--- Begin ---

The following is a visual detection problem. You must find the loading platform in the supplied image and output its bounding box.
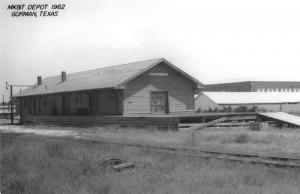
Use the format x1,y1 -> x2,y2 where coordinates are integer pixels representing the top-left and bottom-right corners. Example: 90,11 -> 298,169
257,112 -> 300,127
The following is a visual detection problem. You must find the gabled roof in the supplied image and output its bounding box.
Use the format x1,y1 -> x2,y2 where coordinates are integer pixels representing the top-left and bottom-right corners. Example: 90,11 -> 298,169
199,92 -> 300,105
14,58 -> 203,97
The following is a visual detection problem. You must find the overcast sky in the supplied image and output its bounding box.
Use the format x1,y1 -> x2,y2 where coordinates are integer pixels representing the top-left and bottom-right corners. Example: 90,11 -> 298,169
0,0 -> 300,101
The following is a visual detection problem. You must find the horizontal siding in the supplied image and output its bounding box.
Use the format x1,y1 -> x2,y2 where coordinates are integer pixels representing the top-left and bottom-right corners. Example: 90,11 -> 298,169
124,63 -> 194,113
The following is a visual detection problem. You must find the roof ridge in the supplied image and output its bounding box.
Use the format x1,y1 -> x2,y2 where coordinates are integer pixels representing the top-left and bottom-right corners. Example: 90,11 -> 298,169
43,58 -> 165,80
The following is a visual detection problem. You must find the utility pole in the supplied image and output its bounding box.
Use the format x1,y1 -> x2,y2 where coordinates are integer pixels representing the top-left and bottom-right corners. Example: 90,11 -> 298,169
2,94 -> 5,118
5,82 -> 32,124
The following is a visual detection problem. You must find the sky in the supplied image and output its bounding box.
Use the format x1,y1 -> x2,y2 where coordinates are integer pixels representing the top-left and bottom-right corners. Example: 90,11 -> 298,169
0,0 -> 300,100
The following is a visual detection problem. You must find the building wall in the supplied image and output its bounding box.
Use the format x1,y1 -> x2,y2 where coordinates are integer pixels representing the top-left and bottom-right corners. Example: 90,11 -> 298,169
252,82 -> 300,92
195,93 -> 300,113
124,63 -> 195,114
204,81 -> 300,92
203,82 -> 251,92
19,90 -> 123,117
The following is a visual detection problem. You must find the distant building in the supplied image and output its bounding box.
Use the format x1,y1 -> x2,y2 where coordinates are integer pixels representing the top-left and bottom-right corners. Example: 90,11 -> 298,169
195,92 -> 300,113
14,58 -> 203,121
204,81 -> 300,92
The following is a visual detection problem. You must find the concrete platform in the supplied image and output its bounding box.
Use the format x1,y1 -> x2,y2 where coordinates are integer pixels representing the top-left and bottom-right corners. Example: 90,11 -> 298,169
258,112 -> 300,127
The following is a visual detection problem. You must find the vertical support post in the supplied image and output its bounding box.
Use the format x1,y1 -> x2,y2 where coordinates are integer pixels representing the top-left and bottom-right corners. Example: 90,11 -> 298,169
2,94 -> 5,118
10,86 -> 14,124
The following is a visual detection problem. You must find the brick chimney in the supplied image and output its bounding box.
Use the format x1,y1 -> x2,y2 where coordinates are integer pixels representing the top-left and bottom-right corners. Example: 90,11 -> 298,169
61,71 -> 67,82
38,76 -> 42,85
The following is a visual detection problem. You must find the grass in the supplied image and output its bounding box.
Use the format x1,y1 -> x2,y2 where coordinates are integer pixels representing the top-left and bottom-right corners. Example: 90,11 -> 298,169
191,127 -> 300,157
0,125 -> 300,157
0,134 -> 300,194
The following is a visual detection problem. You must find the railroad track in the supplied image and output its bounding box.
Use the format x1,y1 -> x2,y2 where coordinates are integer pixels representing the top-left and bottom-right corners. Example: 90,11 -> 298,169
0,132 -> 300,168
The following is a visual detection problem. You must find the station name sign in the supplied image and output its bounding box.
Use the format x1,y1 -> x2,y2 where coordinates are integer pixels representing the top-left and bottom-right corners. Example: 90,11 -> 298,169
149,73 -> 168,77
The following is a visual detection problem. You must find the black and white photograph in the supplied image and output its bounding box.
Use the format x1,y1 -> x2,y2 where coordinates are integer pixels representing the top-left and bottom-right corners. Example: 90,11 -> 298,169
0,0 -> 300,194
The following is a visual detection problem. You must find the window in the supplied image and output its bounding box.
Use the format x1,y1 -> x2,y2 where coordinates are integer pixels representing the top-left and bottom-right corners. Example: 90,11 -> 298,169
75,94 -> 82,102
43,96 -> 48,106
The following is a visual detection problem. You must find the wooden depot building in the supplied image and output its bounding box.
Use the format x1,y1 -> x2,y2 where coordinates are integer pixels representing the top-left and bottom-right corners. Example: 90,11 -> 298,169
14,58 -> 203,126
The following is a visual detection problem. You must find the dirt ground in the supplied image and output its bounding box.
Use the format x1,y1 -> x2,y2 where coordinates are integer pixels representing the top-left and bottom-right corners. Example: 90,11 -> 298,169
0,123 -> 300,157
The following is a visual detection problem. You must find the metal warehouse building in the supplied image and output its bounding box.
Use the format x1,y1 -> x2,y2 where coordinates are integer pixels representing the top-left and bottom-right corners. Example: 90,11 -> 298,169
195,92 -> 300,113
14,58 -> 203,122
204,81 -> 300,92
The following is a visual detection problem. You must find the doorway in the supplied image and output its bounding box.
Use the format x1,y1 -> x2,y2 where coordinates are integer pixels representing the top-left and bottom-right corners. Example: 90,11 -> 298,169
150,92 -> 169,114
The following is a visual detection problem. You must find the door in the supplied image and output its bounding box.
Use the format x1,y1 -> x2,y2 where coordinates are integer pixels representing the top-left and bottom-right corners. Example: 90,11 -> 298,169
150,92 -> 169,114
62,94 -> 71,115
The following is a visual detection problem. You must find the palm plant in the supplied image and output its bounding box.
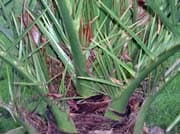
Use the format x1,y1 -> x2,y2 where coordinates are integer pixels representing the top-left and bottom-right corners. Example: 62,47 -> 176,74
0,0 -> 180,133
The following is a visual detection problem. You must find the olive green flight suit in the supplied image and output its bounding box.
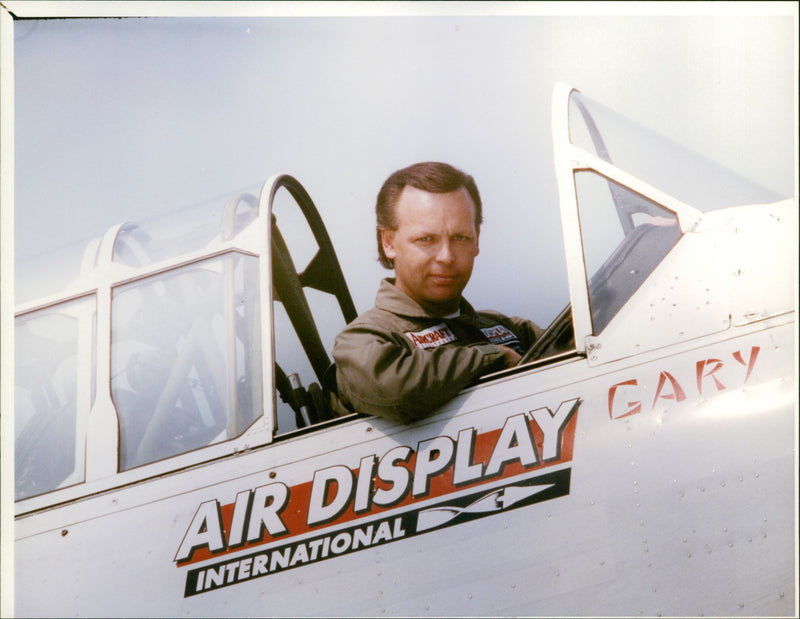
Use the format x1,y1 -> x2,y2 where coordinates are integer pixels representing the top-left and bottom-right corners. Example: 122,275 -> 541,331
333,279 -> 542,423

--- End ---

_WHAT NEEDS TO BE DONE_:
Retype all of the records above word for word, leaving out the pictures.

_RESPONSE TO THE TASK_:
The following is a visual detection problem. You must find the loading platform in the supplied image and output its bounding box.
Use the format x1,y1 -> x2,y2 where coordinates are integer pixels representing the top-left and bottom-right corners. Example: 90,11 -> 298,169
257,112 -> 300,127
The following is a visual detection problem. You must find the gabled roof in the supplied image and output its bounding box.
Use the format x1,y1 -> x2,y2 where coordinates are integer pixels representing the top-left and bottom-right corners. Example: 90,11 -> 298,169
199,92 -> 300,105
14,58 -> 203,97
The following is a visual detection problem. You must find the overcast sky in the supplied image and output its bounding box.
Use the format x1,y1 -> x2,y2 where coordinates are integer pixels representing the top-left and bottom-right corners. Example: 90,11 -> 298,169
0,0 -> 300,101
The following is a visual detection problem. You must find the horizontal siding in the supplied image and output its bounding box.
Use the format x1,y1 -> x2,y2 where coordinates are integer pixels representing the top-left and bottom-right corners. Example: 90,11 -> 298,169
124,63 -> 194,113
The following is a visual detection problem. You must find the roof ridge in the supplied image and output its bounding box.
Use the format x1,y1 -> x2,y2 where coordinates are integer pixels representing the top-left and bottom-right corners. Example: 90,11 -> 298,169
43,58 -> 165,80
The following is a visual detection problem. You must find the utility pole in the supplied image and output its bounding box.
Use the format x1,y1 -> x2,y2 where coordinates are integer pixels representing the top-left and bottom-right corners. Example: 90,11 -> 298,169
2,94 -> 5,118
5,82 -> 32,124
The following is a visual detection problem. You must find the sky in the supplied image and output its bounding box.
Use the format x1,y1 -> x2,y2 where coordinates are integer pixels representing the top-left and bottom-right corners. Example: 90,11 -> 298,169
0,0 -> 300,100
The following is a visual detection problem. You must find the building wall in the supplied image and output its bounding box.
Use the format x1,y1 -> x2,y2 where coordinates are integer pixels representing the top-left and bottom-right corners. Example: 90,11 -> 298,169
252,82 -> 300,92
195,93 -> 300,113
124,63 -> 195,114
204,81 -> 300,92
203,82 -> 251,92
19,90 -> 123,117
The following is a visual detection problem. You must find the distant building in the supplied image and output its bounding box.
Use the format x1,y1 -> x2,y2 where coordinates are integer pixels representing the top-left and bottom-right corners. Example: 90,11 -> 298,169
195,92 -> 300,113
14,58 -> 203,121
204,81 -> 300,92
The following is a visual detection problem. You must find the concrete platform in the supplied image and output its bounding box.
Use the format x1,y1 -> x2,y2 where coordinates are integer pixels representing the top-left and bottom-right corners. Example: 90,11 -> 298,169
258,112 -> 300,127
The following is a visual detection problem. You must find the vertical support post in the supplied image and output its bounding box.
Use the format x1,y1 -> x2,y2 where coordinates are integer pixels representing the top-left and bottom-right corners. Example: 90,11 -> 298,169
2,94 -> 5,118
10,86 -> 14,124
The following is a visual detection problem. You must find the brick chimney in the supplied image and output its bounding box.
Use the format x1,y1 -> x2,y2 where coordinates are integer pixels representing the top-left and bottom-right corners. Example: 90,11 -> 298,169
61,71 -> 67,82
38,76 -> 42,85
The following is a visual detection problem. You must find the grass in the supplied image and output its bounding box.
Use the format x1,y1 -> x2,y2 where coordinates are integer pixels representing the top-left and bottom-right corners. Example: 90,11 -> 298,169
191,127 -> 300,157
0,125 -> 300,157
0,134 -> 300,194
The following is a visual detection problem. You must find the railroad track in the supplied image and output its bounding box.
Use the format x1,y1 -> x2,y2 where coordinates are integer pixels representing the top-left and bottom-right corners. Example: 90,11 -> 298,169
0,132 -> 300,168
The following is a visual detection problem. You must find the station name sign in the supplied image and output its bounding box.
Use the format x1,y1 -> x2,y2 where coordinates are integer pixels representing the top-left and bottom-right corners. Example: 90,11 -> 298,169
149,73 -> 168,77
The following is a visual detection problem. You must find the black and white photograph in the supplied image and output its bounding box.
Use the format x1,y1 -> x2,y2 where coordinates are integer pixels representing the top-left and bottom-right corners. Example: 90,11 -> 298,169
0,0 -> 300,194
The following is a visual detection problem. You must find the window in the supplied image and output its bounding box.
Use the format x1,y1 -> x2,y2 where coordinates are integer pixels representing the top-left and bottom-right corners. Example: 90,11 -> 298,169
75,94 -> 82,102
43,96 -> 48,106
The following is a visual detection problem. You must find the wooden depot building in the supplied image and output its bounding box.
Use the format x1,y1 -> x2,y2 where coordinates are integer pixels representing the top-left and bottom-right corners. Example: 90,11 -> 298,169
14,58 -> 203,126
The following is a visual detection problem. You must find the dirt ground in the supplied image and output its bounding box.
Use the format x1,y1 -> x2,y2 where coordinates are integer pixels representing the top-left and bottom-right corners. Example: 90,11 -> 298,169
0,123 -> 300,157
The following is a visual detection problem. You must find the metal warehouse building in the supplied image and output its bounding box.
Use the format x1,y1 -> x2,y2 where coordinates are integer pixels representing the top-left and bottom-right corners. Example: 90,11 -> 298,169
195,92 -> 300,113
14,58 -> 203,122
204,81 -> 300,92
The following is a visual detection problem. You must find the doorway in the supplied image and output its bounding box.
Use the format x1,y1 -> x2,y2 where coordinates are integer pixels representing the top-left and bottom-right corners. Example: 90,11 -> 298,169
150,92 -> 169,114
The following is a visual detection problem. You must find the door in the supplied image and output its bounding box.
Use the format x1,y1 -> x2,y2 where coordinates are integer pixels representing the top-left and bottom-right corners. Example: 90,11 -> 298,169
150,92 -> 169,114
62,94 -> 71,115
The following is a visual detection problem. You must find the palm plant in the supplied image and output its bounding box.
Use the format x1,y1 -> x2,y2 where coordinates are integer pixels representing the top-left and bottom-right corners. Example: 62,47 -> 176,74
0,0 -> 180,133
The following is a visual detection problem. You must find the olive green flight suit in the supplied image and output its bounding box.
Use the format x1,y1 -> x2,y2 where coordinates are integer pixels representing the top-left and bottom-right corners. Example: 122,275 -> 541,331
333,279 -> 542,423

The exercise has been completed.